Yes, our writer feels that in past columns I have made the statement, or at least given the impression that we should ignore the findings of Olympic lifting as it applies to our sport. 

First of all, information can be gleaned from all activity, Olympic lifting, gymnastics, swimming, etc. that will benefit the powerlifter, so my statement was certainly not a blanket one. I do believe that the sports are totally different and thus, there has been an overemphasis on what the "Russians/Bulgarians etc." are doing, and its attempted application to powerlifting. I think Olympic lifters should be emulating powerlifters.

The Eastern European approach is absurd for our lifters, and to take their findings which come from a highly select and trained population and even apply them to Olympic lifters is ridiculous. to apply it to our powerlifters is worse. 

Perhaps our Olympic lifters, who have accomplished little by attempting to emulate the Russians et al, should be taking a hint from our powerlifters and limit their training to that necessary to improve their skills in the two lifts, and than, train for the ultimate in strength, as powerlifters do.

• **Complete the following**
(1) According to the column, whom should Olympic lifters be emulating?
(2) List the activities the column names as sources of information that can benefit the powerlifter.
(3) Return the stretch of the column from "Yes, our writer" through "to our sport.".

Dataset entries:
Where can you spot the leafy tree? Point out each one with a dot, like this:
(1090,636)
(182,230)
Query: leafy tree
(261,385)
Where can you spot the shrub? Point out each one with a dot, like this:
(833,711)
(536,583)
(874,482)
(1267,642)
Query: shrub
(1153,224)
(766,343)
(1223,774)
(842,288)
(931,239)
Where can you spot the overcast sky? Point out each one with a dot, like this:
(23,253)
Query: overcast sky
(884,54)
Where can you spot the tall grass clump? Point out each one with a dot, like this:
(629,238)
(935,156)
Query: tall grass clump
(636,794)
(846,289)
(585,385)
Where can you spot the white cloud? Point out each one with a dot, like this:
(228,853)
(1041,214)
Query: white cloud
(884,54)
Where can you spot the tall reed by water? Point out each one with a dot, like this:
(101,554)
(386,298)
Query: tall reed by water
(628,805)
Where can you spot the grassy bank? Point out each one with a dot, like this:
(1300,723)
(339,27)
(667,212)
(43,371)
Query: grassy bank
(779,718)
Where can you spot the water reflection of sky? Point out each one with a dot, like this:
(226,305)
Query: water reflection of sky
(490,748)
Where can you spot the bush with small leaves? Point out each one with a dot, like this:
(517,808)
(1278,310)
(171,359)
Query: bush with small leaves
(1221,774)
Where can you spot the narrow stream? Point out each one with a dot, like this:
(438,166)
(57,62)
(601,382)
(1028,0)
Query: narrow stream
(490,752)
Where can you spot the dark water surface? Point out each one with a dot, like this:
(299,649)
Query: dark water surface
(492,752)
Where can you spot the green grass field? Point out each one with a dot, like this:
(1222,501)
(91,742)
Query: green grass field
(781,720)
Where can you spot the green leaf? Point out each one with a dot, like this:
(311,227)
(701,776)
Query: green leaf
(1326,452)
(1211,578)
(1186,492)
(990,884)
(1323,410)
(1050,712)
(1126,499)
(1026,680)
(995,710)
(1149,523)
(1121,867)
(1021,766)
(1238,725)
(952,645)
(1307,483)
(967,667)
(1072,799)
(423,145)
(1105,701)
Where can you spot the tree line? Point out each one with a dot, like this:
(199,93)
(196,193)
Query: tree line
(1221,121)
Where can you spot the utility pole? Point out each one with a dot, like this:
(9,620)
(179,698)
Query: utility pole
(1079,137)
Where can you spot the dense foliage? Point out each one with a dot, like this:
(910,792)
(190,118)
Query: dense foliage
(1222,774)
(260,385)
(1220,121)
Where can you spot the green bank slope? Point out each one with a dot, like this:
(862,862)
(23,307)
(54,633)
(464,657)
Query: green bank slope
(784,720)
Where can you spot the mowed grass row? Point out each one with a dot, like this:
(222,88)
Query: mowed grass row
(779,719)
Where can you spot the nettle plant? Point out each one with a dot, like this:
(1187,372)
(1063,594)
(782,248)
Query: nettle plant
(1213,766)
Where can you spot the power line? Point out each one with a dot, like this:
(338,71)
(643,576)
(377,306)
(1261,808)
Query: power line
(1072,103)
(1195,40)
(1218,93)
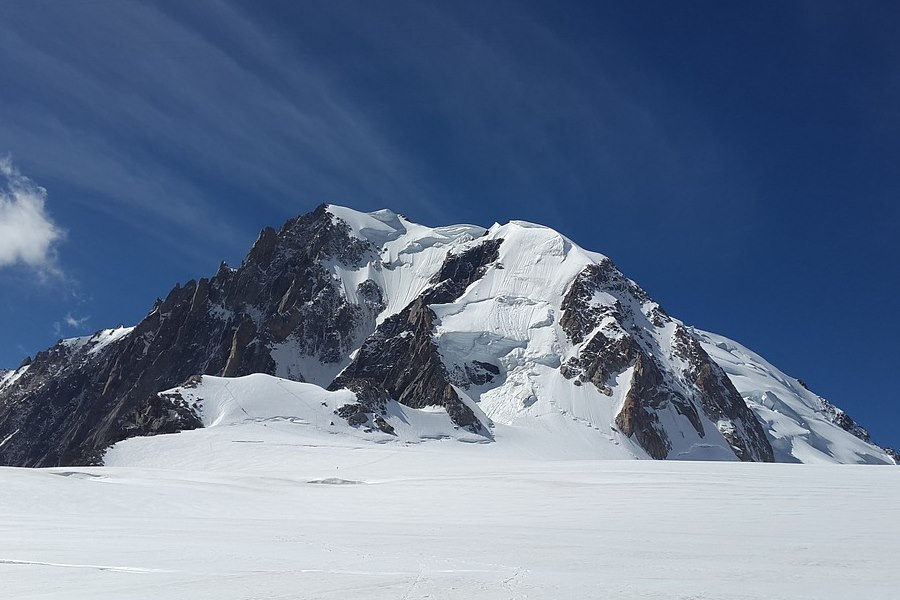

• **Your responses**
(1) Powerlifters.

(2) Olympic lifting, gymnastics, swimming

(3)
Yes, our writer feels that in past columns I have made the statement, or at least given the impression that we should ignore the findings of Olympic lifting as it applies to our sport.